» 本文抜粋:
####

「ご一考くださいませ」の意味、ビジネスシーンにふさわしい使い方(メール・手紙・文書・社内上司・社外・目上・就活・転職)、注意点について。
ビジネスメールの例文つきで誰よりも正しく解説する記事。
※長文になりますので「見出し」より目的部分へどうぞ
この記事の目次
意味・敬語の解説
「ご一考ください」は「一考してほしい」という意味。
なぜこのような意味になるのか?
そもそもの意味と敬語について順をおって解説していきます。
ご一考の意味は「一度考えてみること」
ご一考(読み:ごいっこう)のそもそもの意味は…
(相手の提案や要望・要求などについて)一度考えてみること
たとえば、
【例文】新人のプロジェクト提案は一考に値する → 「一度考えてみる」の意味
【例文】生命保険の加入について一考する → 「一度考えてみる」の意味
ちなみに敬語は「一考」に尊敬語or謙譲語の「お・ご」で「ご一考」となります。
「自分がご一考する」のであれば謙譲語の「お(ご)」
上司・目上・社外取引先などの「相手がご一考くださる」のであれば尊敬語の「お(ご)」
というように2パターンあります。
“ご一考くださいませ”の意味は「一考してくれ」
「ご一考くださいませ」の意味は直訳すると「一考してくれ」
つまり「一度考えてみてくれ」という意味。
ただし敬語をつかっているため実際にはもっと丁寧なニュアンスになります。
結局のところ、
「一考してほしい」「一考してください」ということが言いたいのですね。
「ませ」ってどんな意味?
“ご一考くださいませ”の「ませ」に深い意味はなく、丁寧語「ます」の命令形です。
ほとんどの場合は「お(ご)〜くださいませ」のワンセットで使われ、
「〜してください」「〜してほしい」の意味になります。
“ご一考ください vs くださいませ”の違い
“ご一考ください vs くださいませ”の違い
もともと”ご一考くださいませ”は「ご一考ください」という命令形。
ただ、
「ご一考ください」だとシーンによっては強い口調に感じられることがあり、目上・上司などに不快感をあたえる恐れがあります。
(実際には敬語なので決して失礼ということはないのですけど…)
そこで、
「〜ください」に丁寧語の命令形「ませ」を添えることで、やんわ〜りとした依頼・お願いの敬語フレーズにしています。
命令形である点において「ご一考ください」とたいして違いはありませんが、「ませ」を添えることで、よりやわらかい印象となりますね。
ちなみに「〜くださいませ」は女性がよくつかうフレーズであるため、女性敬語だと言われることもあります。
ただ実際には男性であろうと女性であろうと違和感なくつかえます。

####

» 目的 a: 提供データのうち、「Please indicate the shrub」を含む行から「Please indicate the glass of」を含む行まで(両端を含む)を、「shrub」を「bush」に差し替え、ほかは変えずに書き直してください。

» 提供データ:
####

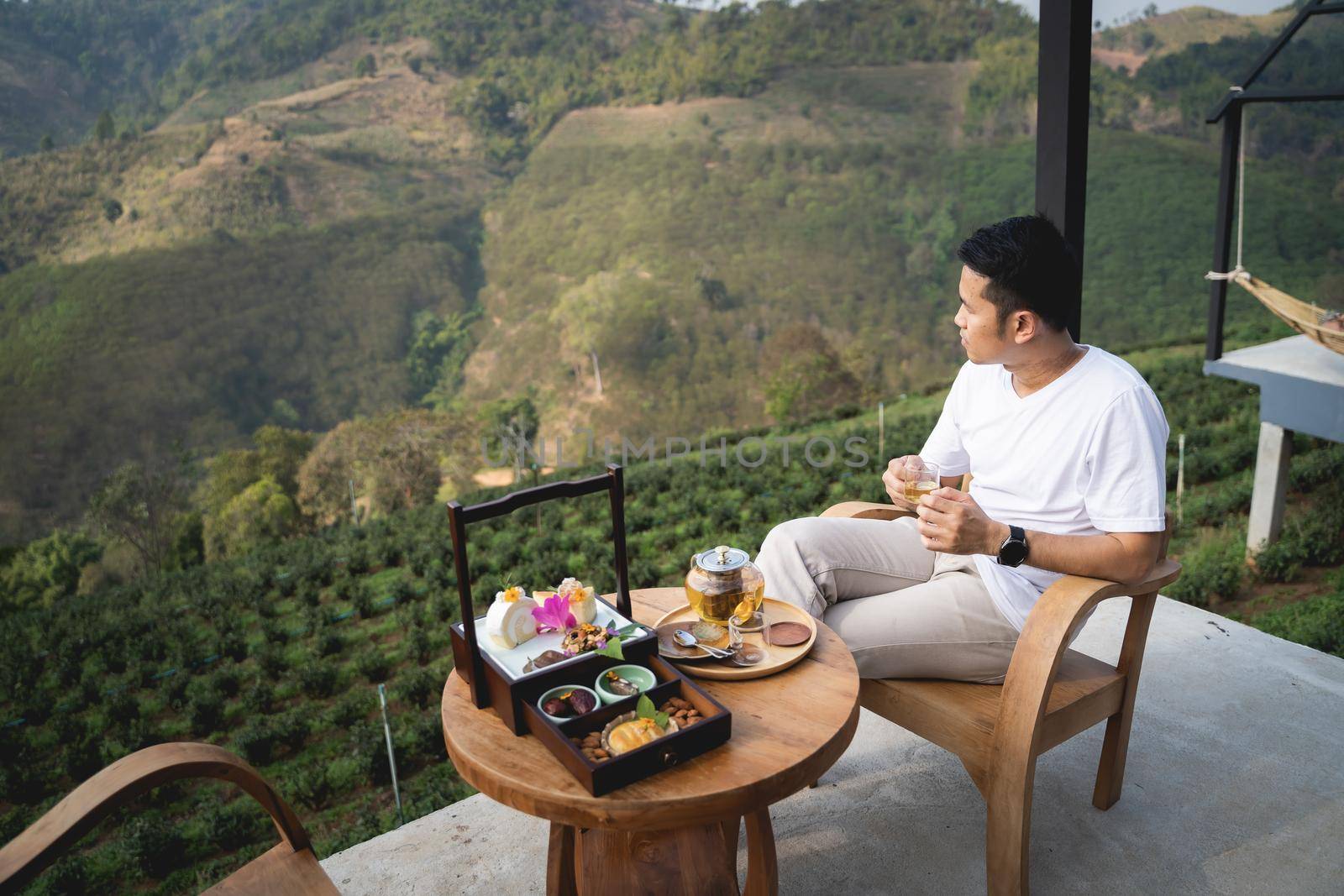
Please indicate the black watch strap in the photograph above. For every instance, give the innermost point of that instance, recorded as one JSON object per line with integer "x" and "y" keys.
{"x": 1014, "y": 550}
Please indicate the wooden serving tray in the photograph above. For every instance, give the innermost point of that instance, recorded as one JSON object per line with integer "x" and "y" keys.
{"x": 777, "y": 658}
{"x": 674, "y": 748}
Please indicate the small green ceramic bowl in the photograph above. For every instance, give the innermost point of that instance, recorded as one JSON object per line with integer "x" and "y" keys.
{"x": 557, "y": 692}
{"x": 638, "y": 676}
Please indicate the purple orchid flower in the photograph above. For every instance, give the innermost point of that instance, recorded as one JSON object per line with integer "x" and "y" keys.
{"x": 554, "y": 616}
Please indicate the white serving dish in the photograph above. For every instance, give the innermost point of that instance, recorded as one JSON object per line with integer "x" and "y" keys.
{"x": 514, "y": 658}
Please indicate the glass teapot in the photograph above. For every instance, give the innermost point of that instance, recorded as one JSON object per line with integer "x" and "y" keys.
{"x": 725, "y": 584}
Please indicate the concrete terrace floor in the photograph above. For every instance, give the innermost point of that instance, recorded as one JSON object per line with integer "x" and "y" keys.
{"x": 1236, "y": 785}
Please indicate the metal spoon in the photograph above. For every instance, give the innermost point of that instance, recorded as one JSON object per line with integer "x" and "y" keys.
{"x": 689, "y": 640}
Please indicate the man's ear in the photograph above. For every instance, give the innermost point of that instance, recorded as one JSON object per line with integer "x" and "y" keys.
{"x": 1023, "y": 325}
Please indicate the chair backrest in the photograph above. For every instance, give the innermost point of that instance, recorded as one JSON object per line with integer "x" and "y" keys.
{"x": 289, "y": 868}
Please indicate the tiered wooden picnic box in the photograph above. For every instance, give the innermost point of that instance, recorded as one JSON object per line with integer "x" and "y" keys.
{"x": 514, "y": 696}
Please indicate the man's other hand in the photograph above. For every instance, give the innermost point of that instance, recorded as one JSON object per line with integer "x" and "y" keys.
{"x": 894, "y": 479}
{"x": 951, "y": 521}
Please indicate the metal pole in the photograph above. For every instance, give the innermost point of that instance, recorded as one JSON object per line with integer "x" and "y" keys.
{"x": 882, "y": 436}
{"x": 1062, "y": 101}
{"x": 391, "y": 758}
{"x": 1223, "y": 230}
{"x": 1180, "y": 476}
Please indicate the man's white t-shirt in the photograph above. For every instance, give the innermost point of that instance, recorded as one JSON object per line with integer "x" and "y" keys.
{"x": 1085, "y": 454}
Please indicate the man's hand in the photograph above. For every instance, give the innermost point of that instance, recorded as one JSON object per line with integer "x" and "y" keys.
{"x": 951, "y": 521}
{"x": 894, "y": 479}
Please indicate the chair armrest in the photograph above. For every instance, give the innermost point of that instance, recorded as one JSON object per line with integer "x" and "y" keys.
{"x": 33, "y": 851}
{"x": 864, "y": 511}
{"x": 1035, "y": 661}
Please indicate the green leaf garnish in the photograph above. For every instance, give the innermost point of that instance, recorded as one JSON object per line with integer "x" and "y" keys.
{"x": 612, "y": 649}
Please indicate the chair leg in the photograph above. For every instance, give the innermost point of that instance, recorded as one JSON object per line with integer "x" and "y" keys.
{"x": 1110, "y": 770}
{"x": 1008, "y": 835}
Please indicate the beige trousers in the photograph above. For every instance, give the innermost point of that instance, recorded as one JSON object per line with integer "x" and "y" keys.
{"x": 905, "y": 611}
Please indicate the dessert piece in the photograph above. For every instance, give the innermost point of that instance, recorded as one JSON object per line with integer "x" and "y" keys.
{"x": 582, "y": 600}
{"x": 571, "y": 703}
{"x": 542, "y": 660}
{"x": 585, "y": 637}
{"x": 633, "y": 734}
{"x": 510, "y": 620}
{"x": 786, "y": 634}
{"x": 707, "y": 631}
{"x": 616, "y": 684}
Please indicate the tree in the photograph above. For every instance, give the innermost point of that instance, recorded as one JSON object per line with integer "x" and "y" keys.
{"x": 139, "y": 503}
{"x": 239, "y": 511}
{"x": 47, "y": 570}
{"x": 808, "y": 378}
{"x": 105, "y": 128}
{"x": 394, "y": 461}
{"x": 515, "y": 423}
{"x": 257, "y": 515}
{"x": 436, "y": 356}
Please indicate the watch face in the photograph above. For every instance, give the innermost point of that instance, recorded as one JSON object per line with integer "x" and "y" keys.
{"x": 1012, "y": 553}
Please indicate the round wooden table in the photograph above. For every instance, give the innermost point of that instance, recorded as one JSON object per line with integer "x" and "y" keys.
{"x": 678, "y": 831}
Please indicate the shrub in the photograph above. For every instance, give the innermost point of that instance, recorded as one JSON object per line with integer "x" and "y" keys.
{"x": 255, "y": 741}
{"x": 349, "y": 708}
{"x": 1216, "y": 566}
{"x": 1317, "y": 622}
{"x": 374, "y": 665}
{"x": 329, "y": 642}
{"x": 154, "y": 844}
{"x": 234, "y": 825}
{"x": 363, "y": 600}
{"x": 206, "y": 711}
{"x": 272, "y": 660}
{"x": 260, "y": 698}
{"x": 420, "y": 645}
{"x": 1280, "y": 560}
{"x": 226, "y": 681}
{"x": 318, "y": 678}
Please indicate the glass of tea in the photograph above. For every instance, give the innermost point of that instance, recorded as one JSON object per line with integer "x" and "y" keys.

####

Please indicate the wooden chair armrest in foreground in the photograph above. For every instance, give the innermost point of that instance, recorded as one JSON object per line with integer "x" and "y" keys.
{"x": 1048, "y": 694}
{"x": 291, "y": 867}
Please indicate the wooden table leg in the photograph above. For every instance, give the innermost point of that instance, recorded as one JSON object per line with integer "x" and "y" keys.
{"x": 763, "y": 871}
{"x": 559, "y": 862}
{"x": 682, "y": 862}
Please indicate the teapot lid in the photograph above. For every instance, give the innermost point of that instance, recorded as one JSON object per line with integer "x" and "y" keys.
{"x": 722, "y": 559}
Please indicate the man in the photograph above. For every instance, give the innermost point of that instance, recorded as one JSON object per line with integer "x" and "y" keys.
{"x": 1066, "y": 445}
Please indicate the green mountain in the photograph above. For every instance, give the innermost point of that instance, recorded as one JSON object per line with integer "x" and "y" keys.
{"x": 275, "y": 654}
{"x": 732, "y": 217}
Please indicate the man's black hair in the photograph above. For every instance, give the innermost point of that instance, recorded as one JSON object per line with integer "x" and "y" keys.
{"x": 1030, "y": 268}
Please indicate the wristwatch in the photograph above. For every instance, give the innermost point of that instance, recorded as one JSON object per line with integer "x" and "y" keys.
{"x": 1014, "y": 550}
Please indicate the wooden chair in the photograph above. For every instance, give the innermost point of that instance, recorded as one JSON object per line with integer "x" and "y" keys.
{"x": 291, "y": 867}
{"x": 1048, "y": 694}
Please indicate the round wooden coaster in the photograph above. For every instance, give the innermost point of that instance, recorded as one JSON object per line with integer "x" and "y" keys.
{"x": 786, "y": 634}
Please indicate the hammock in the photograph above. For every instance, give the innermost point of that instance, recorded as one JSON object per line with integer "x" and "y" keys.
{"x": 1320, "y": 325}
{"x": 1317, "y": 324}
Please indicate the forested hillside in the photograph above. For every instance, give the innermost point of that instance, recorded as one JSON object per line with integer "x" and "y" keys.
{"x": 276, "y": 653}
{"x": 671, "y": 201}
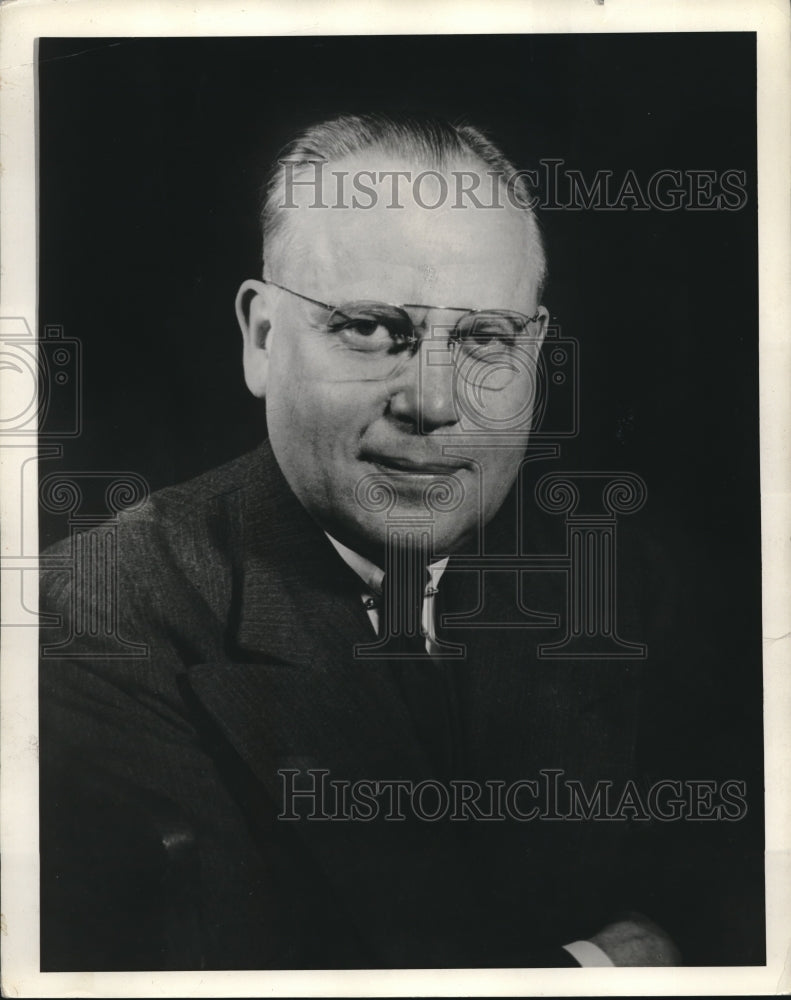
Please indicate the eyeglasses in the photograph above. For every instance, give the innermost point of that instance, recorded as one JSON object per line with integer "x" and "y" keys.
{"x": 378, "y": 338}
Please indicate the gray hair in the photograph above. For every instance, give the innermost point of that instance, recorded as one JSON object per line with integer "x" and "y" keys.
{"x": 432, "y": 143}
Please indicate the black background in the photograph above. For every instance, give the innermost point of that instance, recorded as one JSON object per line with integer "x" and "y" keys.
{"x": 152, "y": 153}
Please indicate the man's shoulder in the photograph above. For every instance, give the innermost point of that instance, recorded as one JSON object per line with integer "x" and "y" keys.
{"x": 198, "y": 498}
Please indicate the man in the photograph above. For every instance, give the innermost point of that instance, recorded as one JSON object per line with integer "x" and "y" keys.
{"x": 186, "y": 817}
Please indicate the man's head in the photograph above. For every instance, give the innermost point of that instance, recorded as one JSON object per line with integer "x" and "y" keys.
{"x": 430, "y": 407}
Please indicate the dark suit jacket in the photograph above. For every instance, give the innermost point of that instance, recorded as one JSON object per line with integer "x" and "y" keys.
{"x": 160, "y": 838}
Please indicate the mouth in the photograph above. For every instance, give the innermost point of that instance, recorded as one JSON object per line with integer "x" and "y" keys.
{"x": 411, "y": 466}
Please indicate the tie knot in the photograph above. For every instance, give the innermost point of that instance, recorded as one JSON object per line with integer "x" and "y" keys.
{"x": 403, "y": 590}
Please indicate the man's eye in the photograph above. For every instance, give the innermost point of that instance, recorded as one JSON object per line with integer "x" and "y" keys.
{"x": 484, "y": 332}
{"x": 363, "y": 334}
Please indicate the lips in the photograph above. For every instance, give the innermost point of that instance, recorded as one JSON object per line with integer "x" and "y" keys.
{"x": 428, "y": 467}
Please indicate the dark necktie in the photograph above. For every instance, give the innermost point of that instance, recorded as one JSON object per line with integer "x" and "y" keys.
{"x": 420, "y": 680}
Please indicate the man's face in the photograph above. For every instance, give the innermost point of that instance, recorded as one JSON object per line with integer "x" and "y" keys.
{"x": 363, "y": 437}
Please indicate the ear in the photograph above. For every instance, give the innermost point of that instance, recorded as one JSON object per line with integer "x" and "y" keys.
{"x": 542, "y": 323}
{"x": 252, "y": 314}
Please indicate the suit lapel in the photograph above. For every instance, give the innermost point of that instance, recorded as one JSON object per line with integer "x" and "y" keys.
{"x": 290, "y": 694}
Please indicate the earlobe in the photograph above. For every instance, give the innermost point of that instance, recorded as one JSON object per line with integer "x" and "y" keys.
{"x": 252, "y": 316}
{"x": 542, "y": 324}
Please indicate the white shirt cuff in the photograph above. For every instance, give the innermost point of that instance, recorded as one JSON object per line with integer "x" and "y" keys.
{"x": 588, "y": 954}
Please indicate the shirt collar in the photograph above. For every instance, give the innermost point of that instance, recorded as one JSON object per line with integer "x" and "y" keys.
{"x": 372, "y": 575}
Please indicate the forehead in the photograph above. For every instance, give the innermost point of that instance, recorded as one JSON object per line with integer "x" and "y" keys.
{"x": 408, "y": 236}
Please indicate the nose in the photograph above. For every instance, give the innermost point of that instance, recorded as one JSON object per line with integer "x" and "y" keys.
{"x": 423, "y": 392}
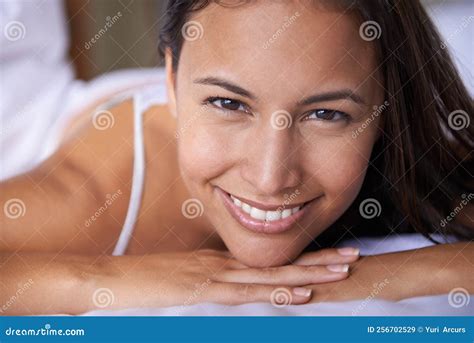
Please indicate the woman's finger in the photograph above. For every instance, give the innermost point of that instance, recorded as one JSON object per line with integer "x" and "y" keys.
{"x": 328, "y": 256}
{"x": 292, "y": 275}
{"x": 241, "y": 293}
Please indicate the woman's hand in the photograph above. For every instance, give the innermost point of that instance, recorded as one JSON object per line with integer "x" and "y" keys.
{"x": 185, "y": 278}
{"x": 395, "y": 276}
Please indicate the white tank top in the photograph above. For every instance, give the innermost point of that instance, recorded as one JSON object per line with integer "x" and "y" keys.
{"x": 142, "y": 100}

####

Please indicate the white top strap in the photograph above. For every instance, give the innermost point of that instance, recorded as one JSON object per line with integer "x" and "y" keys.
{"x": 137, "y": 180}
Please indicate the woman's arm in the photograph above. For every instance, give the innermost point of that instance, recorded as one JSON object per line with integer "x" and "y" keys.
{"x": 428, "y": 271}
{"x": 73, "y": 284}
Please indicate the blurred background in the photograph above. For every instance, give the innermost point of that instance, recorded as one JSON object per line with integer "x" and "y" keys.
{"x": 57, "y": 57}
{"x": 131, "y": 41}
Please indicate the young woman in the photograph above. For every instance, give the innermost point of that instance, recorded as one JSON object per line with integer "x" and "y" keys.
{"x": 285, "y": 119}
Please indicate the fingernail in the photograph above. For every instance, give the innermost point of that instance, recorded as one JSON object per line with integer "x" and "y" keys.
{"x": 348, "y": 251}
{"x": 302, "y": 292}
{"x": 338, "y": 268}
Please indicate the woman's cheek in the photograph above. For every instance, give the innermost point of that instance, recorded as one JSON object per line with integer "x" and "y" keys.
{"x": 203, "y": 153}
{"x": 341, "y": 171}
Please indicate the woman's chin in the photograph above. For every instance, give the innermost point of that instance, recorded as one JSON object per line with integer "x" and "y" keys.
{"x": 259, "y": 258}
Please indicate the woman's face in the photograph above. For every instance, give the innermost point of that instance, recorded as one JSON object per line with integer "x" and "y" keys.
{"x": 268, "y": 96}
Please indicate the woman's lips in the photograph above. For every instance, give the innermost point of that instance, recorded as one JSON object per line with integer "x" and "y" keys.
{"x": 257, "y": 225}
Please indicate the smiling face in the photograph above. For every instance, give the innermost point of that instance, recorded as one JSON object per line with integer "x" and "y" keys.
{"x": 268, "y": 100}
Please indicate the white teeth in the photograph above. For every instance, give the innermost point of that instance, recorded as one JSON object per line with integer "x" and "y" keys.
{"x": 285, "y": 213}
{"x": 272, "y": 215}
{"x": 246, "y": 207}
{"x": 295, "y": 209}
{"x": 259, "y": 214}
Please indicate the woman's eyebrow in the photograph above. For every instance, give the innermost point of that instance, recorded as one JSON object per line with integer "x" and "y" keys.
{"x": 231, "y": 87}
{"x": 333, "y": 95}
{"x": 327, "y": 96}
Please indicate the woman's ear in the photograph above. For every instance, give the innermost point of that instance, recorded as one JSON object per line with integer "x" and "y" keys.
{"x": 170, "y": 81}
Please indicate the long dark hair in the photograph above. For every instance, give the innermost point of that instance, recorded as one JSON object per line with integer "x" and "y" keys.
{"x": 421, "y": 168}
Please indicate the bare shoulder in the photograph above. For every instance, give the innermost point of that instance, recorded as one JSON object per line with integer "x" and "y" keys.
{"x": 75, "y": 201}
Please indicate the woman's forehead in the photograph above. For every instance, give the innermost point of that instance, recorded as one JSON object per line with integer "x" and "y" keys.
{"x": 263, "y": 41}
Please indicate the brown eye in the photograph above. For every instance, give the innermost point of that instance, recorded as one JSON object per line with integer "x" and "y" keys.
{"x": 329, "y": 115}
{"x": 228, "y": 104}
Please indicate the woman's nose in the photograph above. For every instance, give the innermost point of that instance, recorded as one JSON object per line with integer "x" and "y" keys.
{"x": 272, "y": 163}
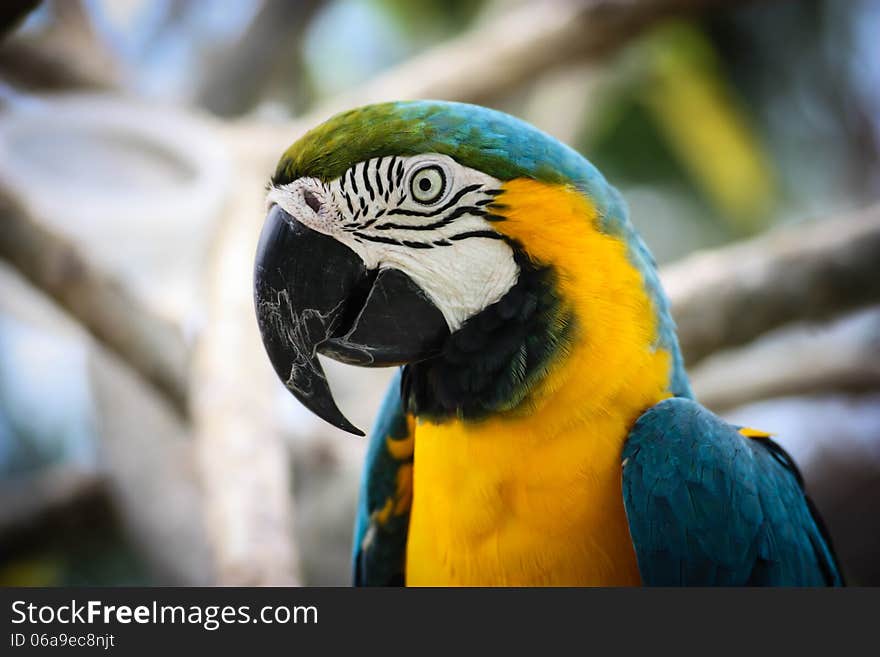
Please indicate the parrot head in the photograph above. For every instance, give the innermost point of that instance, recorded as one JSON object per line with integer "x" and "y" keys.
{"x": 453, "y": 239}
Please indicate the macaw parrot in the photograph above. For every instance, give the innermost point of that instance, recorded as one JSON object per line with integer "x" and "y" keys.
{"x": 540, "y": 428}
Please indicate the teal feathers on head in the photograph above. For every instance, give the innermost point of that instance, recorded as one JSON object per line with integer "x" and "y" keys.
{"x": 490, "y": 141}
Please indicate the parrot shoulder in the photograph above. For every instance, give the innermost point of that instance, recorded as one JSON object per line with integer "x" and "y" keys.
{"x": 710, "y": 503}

####

» 目的 b: 本文抜粋の最初の文の括弧内に並ぶ場面をすべて挙げよ。

» 回答 a:
Please indicate the bush in the photograph above. For every instance, give the innermost point of that instance, recorded as one JSON object per line with integer "x" and "y" keys.
{"x": 255, "y": 741}
{"x": 349, "y": 708}
{"x": 1216, "y": 566}
{"x": 1317, "y": 622}
{"x": 374, "y": 665}
{"x": 329, "y": 642}
{"x": 154, "y": 844}
{"x": 234, "y": 825}
{"x": 363, "y": 600}
{"x": 206, "y": 711}
{"x": 272, "y": 660}
{"x": 260, "y": 698}
{"x": 420, "y": 645}
{"x": 1280, "y": 560}
{"x": 226, "y": 681}
{"x": 318, "y": 678}
Please indicate the glass of tea in the photograph above. For every instance, give the innermost point of that instance, recorded as one JSON object per line with integer "x" and "y" keys.

» 回答 b: メール、手紙、文書、社内上司、社外、目上、就活、転職